Brief: Your response should be the lines from the one holding "Where can you spot the pollen" to the last line of the data below, copied exactly and with no additions.

Source material:
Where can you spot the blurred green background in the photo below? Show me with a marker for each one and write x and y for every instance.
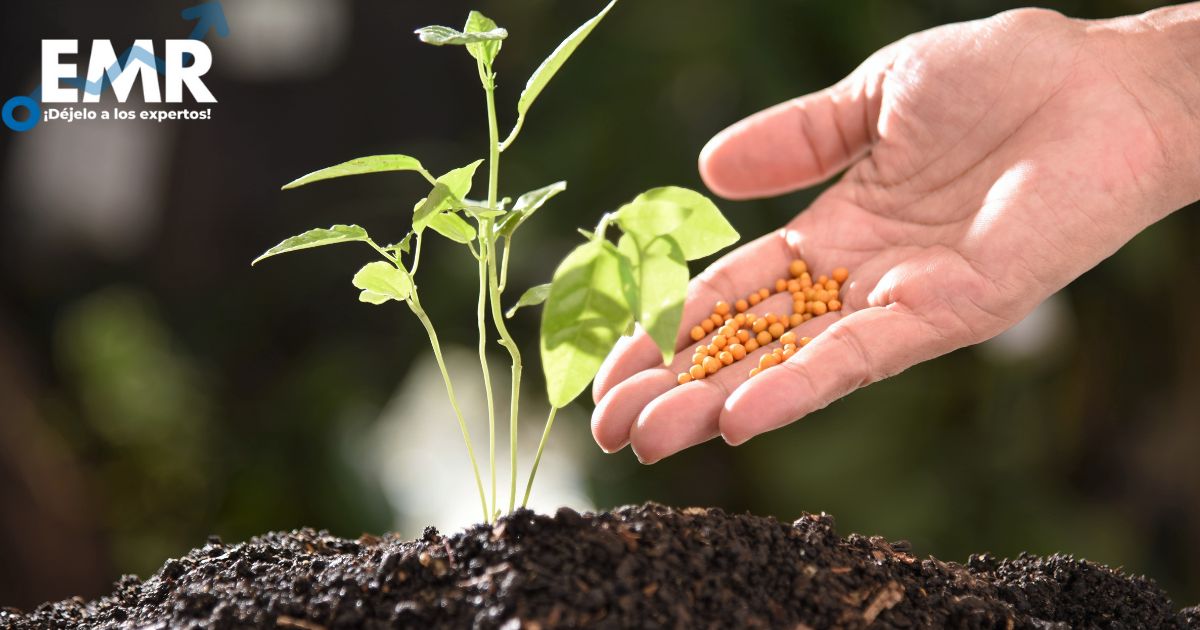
(155, 389)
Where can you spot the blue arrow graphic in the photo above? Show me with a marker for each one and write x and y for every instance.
(208, 16)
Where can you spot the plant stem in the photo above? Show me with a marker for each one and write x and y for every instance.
(537, 459)
(504, 264)
(481, 317)
(515, 353)
(493, 153)
(414, 304)
(417, 255)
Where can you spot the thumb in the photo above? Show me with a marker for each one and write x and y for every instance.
(797, 143)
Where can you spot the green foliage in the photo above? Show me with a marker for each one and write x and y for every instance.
(598, 292)
(532, 297)
(527, 204)
(448, 192)
(546, 71)
(363, 166)
(381, 282)
(585, 315)
(316, 238)
(659, 288)
(705, 231)
(480, 24)
(453, 227)
(664, 229)
(448, 36)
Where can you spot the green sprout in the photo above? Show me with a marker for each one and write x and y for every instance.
(598, 293)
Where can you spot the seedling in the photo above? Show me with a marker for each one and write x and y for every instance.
(598, 293)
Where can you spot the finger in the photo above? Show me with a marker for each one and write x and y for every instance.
(616, 413)
(862, 348)
(621, 407)
(797, 143)
(689, 414)
(747, 269)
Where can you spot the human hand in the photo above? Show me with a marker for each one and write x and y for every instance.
(990, 163)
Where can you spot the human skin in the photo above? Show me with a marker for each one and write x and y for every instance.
(988, 165)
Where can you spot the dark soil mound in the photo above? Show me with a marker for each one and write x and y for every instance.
(643, 567)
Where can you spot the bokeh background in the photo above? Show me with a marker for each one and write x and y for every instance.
(155, 389)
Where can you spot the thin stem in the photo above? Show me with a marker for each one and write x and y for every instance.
(504, 265)
(417, 253)
(515, 353)
(537, 459)
(481, 317)
(414, 304)
(493, 154)
(513, 135)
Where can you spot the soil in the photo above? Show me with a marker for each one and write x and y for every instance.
(636, 567)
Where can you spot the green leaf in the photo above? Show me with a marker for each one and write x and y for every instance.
(585, 315)
(647, 219)
(549, 67)
(403, 246)
(660, 281)
(438, 201)
(481, 211)
(486, 51)
(705, 232)
(532, 297)
(317, 238)
(453, 227)
(460, 179)
(448, 192)
(381, 282)
(448, 36)
(527, 204)
(363, 166)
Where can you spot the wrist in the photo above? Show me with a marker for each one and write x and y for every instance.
(1156, 55)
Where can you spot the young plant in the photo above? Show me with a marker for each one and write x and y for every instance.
(597, 294)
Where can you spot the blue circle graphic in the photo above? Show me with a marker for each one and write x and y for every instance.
(35, 113)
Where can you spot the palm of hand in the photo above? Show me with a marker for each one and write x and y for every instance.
(1002, 155)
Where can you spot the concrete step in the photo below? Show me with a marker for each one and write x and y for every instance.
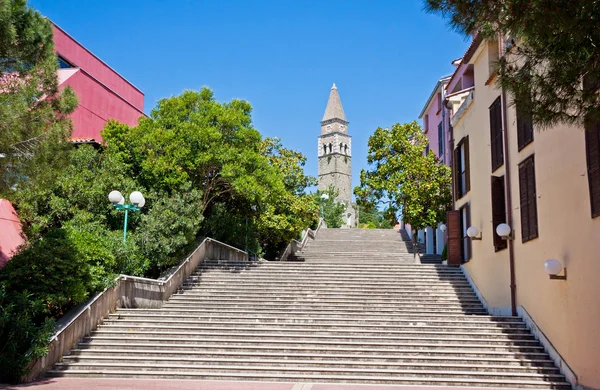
(363, 321)
(417, 379)
(399, 324)
(338, 331)
(314, 371)
(267, 335)
(315, 343)
(301, 358)
(302, 350)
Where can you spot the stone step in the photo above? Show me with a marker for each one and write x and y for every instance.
(289, 363)
(439, 325)
(244, 300)
(302, 306)
(522, 361)
(357, 313)
(314, 343)
(366, 321)
(267, 335)
(204, 291)
(314, 371)
(412, 331)
(431, 350)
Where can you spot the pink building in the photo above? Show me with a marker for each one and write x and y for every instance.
(103, 93)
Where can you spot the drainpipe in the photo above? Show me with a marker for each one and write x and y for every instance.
(507, 189)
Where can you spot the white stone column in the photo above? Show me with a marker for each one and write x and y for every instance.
(441, 242)
(429, 249)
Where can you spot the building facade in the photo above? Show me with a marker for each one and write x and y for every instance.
(435, 117)
(545, 185)
(335, 155)
(102, 93)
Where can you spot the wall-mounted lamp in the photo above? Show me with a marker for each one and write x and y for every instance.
(473, 233)
(553, 268)
(505, 232)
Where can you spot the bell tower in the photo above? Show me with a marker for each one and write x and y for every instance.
(335, 154)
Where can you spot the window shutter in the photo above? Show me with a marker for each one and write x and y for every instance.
(468, 255)
(592, 149)
(498, 211)
(456, 172)
(496, 143)
(528, 200)
(467, 166)
(454, 238)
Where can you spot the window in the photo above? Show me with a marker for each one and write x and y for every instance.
(441, 141)
(498, 211)
(524, 126)
(528, 200)
(592, 151)
(63, 64)
(461, 168)
(496, 134)
(465, 244)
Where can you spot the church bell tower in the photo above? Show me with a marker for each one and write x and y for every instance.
(335, 154)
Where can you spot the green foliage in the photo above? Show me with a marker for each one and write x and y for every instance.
(332, 210)
(556, 47)
(371, 218)
(405, 179)
(33, 112)
(25, 332)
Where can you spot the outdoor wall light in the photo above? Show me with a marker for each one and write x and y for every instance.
(137, 202)
(553, 268)
(504, 231)
(473, 233)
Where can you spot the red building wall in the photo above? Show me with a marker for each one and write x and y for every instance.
(103, 94)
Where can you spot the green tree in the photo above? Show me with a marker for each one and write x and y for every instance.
(333, 211)
(405, 179)
(34, 120)
(556, 46)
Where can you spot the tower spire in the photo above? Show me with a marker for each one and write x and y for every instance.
(334, 108)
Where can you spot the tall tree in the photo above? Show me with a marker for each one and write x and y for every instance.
(34, 119)
(553, 64)
(412, 184)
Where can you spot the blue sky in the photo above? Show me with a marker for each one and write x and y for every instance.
(281, 56)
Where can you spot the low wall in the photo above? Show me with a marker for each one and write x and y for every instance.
(130, 292)
(296, 246)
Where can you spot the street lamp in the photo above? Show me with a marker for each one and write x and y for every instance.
(254, 208)
(137, 202)
(324, 197)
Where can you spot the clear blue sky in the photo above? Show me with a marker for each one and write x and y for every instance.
(282, 56)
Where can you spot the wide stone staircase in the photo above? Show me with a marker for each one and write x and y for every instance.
(353, 307)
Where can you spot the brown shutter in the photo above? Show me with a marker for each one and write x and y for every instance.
(467, 210)
(496, 143)
(592, 149)
(528, 200)
(454, 238)
(456, 172)
(467, 166)
(498, 211)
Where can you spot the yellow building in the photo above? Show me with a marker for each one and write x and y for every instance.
(544, 184)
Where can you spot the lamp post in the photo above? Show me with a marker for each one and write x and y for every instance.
(324, 197)
(137, 202)
(246, 244)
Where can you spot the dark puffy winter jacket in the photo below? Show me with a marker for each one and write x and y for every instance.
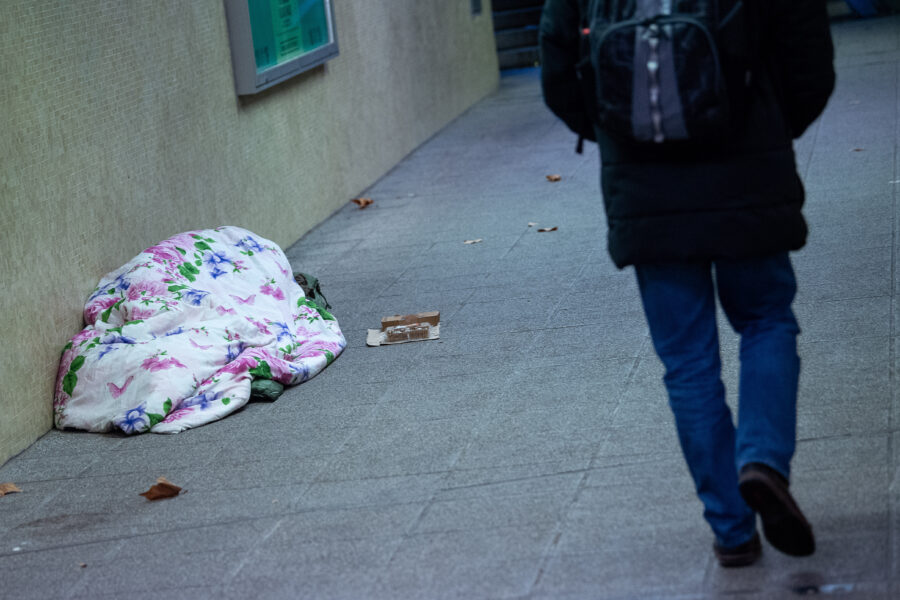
(743, 199)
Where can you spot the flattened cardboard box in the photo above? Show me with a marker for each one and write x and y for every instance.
(400, 329)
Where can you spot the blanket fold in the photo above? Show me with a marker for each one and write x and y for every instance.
(174, 337)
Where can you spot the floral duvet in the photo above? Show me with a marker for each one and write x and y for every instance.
(174, 337)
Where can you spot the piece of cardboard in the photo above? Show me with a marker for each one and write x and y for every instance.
(400, 329)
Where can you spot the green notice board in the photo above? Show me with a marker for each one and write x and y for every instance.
(285, 29)
(274, 40)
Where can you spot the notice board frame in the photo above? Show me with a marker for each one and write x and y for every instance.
(248, 79)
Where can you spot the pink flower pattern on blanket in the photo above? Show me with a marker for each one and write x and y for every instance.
(155, 363)
(174, 337)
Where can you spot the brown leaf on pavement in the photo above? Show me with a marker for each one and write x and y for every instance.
(162, 490)
(8, 488)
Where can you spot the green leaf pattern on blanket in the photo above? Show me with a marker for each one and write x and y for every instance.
(70, 380)
(174, 333)
(262, 370)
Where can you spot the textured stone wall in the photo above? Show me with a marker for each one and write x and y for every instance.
(119, 126)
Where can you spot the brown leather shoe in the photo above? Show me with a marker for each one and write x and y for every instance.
(739, 556)
(765, 490)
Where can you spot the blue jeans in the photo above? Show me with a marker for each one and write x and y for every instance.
(756, 295)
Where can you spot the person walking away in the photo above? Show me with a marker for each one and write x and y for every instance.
(704, 209)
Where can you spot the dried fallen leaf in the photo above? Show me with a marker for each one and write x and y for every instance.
(162, 490)
(8, 488)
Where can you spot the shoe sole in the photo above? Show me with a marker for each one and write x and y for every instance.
(783, 522)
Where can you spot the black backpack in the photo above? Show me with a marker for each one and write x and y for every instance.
(661, 71)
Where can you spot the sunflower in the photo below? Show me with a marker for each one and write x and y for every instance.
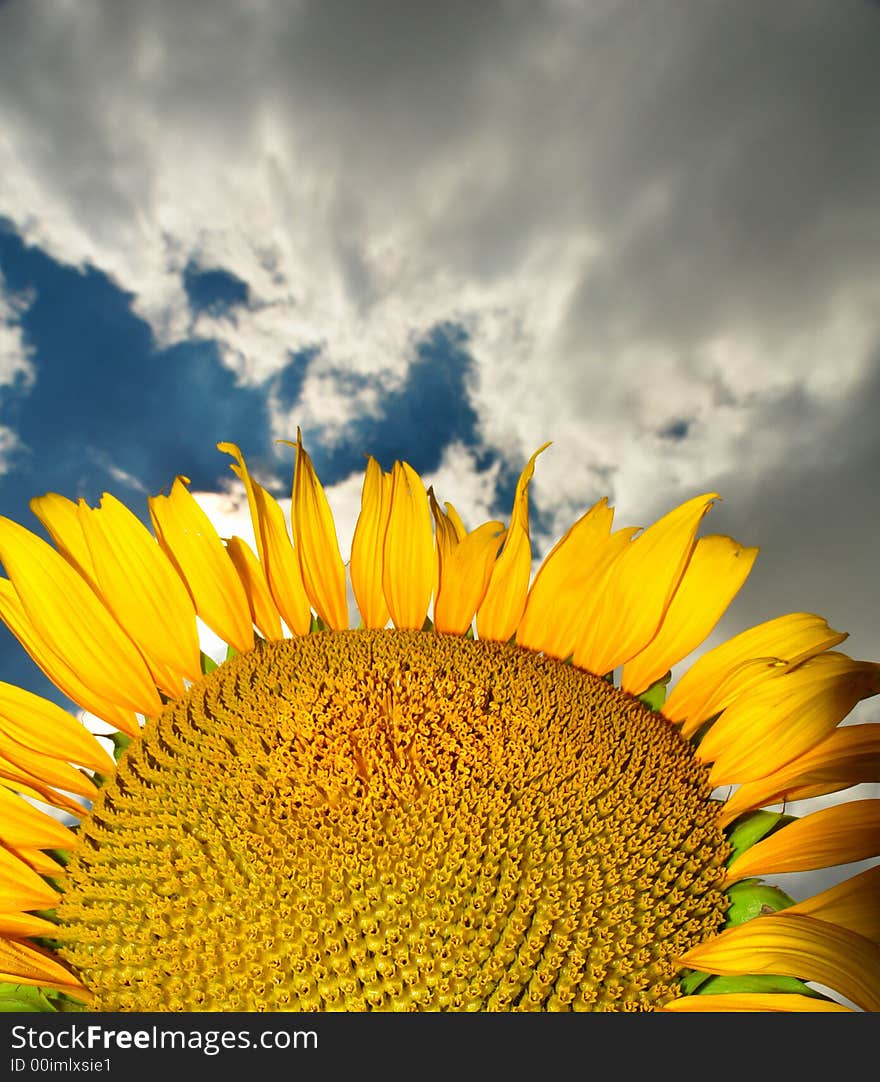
(482, 797)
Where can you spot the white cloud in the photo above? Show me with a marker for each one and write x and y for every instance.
(649, 222)
(16, 365)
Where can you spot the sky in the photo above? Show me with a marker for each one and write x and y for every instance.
(643, 229)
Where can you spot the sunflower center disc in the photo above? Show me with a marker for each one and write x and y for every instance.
(395, 821)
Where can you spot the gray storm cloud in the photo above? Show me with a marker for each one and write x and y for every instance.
(658, 223)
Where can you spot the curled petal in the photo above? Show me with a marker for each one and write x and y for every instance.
(753, 1002)
(74, 624)
(640, 588)
(849, 756)
(785, 716)
(315, 537)
(277, 555)
(853, 904)
(504, 602)
(408, 565)
(560, 594)
(263, 611)
(714, 575)
(839, 834)
(790, 638)
(194, 546)
(368, 545)
(796, 946)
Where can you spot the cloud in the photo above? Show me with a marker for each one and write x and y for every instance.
(655, 228)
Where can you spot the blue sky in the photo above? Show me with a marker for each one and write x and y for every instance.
(450, 233)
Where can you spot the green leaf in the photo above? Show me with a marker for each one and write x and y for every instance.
(120, 741)
(752, 827)
(655, 696)
(692, 980)
(757, 982)
(25, 999)
(752, 898)
(208, 664)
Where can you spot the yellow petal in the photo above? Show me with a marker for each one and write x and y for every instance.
(792, 638)
(317, 545)
(408, 556)
(839, 834)
(26, 964)
(277, 555)
(464, 572)
(785, 716)
(853, 904)
(22, 781)
(502, 608)
(849, 756)
(639, 589)
(56, 669)
(44, 727)
(74, 623)
(23, 825)
(752, 1002)
(718, 568)
(61, 518)
(142, 589)
(553, 616)
(796, 946)
(368, 545)
(263, 610)
(194, 546)
(39, 861)
(49, 769)
(21, 887)
(23, 925)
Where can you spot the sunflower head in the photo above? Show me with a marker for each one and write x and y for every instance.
(481, 797)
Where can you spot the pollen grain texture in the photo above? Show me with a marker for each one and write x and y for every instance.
(388, 820)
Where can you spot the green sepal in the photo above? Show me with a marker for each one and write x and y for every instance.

Output of the task:
Where can you spot the pollen grain texture in the photo above? Show me with a marker for each one and write x and y for every instance.
(388, 820)
Where can you spot the green sepal in the photo above? Show me with a marker for each one and write x and y for every instance.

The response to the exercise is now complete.